--- LISTING ---

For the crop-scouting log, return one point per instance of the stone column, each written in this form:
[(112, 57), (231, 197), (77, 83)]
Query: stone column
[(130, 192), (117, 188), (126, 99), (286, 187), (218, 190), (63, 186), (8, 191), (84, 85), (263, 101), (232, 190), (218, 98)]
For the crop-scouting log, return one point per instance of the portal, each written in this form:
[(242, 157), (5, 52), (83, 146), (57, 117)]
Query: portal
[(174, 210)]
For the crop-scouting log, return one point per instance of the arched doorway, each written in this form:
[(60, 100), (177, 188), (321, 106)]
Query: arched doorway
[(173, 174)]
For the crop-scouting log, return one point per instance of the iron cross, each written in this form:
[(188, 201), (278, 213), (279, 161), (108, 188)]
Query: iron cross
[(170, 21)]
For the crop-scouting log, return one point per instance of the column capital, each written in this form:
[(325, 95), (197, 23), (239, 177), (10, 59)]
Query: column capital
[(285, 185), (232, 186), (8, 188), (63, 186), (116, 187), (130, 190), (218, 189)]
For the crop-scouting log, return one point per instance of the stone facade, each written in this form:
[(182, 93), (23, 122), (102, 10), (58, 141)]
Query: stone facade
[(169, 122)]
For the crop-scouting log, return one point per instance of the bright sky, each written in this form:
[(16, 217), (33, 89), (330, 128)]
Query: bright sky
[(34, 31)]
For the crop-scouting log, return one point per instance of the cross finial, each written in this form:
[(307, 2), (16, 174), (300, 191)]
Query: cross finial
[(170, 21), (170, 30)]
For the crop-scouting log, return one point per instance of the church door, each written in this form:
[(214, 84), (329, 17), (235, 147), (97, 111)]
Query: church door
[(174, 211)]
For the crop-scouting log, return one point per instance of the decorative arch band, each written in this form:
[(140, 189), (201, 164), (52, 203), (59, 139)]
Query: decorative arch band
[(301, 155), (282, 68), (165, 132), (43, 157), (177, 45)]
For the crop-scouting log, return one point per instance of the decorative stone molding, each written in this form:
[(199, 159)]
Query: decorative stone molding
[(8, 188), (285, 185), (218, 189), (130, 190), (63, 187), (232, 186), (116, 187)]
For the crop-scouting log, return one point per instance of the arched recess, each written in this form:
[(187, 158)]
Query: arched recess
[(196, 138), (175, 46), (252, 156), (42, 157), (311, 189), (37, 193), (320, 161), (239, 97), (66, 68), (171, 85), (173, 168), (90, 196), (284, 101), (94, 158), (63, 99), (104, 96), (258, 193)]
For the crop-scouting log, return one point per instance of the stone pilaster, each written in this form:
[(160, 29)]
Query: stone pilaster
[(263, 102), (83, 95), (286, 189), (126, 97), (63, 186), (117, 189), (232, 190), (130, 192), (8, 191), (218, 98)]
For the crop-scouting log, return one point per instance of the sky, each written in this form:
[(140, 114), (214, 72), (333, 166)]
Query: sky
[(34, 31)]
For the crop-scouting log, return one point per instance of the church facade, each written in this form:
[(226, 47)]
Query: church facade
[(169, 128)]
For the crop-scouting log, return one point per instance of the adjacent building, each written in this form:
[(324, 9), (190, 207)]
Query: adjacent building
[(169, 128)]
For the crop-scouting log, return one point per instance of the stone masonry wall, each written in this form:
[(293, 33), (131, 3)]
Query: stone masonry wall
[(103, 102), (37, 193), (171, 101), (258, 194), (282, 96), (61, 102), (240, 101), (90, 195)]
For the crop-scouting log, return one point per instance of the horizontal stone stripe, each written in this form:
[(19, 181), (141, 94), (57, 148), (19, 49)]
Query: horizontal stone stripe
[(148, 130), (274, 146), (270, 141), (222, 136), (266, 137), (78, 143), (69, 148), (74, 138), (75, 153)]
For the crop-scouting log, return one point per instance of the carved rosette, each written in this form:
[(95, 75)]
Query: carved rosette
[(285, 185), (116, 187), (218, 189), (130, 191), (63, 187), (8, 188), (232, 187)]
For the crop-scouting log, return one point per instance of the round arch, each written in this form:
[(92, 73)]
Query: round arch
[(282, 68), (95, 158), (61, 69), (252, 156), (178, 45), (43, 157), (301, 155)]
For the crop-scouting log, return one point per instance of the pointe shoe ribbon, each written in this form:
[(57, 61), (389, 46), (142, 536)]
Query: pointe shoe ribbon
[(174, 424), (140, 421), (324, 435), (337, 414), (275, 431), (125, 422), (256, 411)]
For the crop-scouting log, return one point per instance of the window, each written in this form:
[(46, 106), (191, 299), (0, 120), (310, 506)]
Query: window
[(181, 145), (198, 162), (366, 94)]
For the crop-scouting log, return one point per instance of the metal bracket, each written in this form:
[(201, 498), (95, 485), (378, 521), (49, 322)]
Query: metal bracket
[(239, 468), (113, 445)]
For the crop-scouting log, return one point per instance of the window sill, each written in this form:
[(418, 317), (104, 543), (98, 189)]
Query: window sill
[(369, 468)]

---
--- LISTING ---

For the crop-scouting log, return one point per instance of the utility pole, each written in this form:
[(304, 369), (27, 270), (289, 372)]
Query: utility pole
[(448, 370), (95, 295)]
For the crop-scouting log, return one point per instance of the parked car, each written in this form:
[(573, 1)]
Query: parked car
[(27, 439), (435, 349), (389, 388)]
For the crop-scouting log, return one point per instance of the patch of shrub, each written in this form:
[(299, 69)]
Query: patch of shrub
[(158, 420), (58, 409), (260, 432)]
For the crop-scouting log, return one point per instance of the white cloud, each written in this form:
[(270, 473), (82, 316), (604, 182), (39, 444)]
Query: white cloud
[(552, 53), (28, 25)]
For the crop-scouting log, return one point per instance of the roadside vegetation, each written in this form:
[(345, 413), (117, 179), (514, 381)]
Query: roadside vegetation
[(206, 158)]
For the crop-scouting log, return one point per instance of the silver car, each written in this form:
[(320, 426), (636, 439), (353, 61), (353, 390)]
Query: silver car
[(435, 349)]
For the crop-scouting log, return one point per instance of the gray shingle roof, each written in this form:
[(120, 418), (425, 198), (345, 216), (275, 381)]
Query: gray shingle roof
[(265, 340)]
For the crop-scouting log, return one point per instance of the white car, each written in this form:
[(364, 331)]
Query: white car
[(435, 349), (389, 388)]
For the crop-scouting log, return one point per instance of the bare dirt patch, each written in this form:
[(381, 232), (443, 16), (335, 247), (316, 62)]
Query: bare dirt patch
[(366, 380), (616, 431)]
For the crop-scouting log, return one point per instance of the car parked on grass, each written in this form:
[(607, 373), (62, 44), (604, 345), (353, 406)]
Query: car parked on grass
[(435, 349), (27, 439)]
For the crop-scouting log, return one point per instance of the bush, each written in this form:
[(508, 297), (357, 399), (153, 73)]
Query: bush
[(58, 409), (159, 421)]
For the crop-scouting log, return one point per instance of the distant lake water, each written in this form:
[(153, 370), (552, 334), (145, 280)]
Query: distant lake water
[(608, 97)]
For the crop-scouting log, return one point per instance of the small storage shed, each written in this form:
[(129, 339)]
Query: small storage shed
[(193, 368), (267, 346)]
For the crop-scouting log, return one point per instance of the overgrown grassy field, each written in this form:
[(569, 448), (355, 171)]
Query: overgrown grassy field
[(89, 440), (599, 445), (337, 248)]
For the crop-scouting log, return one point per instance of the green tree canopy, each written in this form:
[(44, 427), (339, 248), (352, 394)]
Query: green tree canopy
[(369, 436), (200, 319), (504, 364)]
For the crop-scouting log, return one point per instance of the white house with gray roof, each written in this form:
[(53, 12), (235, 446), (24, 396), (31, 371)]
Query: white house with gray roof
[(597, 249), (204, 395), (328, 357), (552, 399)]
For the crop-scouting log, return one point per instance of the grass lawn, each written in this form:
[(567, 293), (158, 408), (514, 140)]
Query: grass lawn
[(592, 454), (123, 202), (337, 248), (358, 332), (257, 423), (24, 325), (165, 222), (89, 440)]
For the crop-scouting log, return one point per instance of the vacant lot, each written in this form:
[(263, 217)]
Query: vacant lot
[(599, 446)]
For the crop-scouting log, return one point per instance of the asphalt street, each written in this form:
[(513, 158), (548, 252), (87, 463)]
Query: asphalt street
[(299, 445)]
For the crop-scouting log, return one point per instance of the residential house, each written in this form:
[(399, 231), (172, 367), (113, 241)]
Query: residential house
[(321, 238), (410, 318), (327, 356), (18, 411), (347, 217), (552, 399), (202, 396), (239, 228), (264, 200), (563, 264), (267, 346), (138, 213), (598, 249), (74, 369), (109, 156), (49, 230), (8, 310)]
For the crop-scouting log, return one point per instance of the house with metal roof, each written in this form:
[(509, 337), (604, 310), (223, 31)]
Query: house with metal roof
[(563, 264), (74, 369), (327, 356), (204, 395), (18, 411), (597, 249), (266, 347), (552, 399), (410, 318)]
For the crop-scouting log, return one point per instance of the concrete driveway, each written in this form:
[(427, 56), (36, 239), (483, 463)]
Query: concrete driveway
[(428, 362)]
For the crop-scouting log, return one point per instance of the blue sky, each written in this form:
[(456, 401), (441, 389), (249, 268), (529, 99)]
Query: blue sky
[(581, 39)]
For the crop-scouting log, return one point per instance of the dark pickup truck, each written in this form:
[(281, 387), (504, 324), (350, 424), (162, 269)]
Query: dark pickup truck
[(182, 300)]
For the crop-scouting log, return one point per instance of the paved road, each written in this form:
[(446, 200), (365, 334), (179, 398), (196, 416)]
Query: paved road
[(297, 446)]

---
--- LISTING ---

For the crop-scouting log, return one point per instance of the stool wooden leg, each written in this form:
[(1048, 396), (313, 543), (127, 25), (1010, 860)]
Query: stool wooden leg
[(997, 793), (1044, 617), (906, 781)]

---

## REQUIRED TASK
Could you copy out, word for word, every line of the entries from the line with "stone column, each" up to and including the line with "[(173, 174)]"?

## FINAL RESULT
For the crop-scouting log, return one point per instance of the stone column, each written in this form:
[(112, 57), (231, 197), (77, 83)]
Query: stone column
[(130, 192), (117, 188), (126, 99), (286, 187), (218, 190), (63, 186), (8, 191), (84, 85), (263, 101), (232, 190), (218, 98)]
For the crop-scouting log, return one point per instance of the portal, each written in this form:
[(242, 157), (5, 52), (83, 146), (57, 117)]
Query: portal
[(174, 210)]
For the crop-scouting log, return one point per instance of the arched doorway, each written in this form:
[(60, 100), (177, 188), (321, 106)]
Query: arched doorway
[(173, 174)]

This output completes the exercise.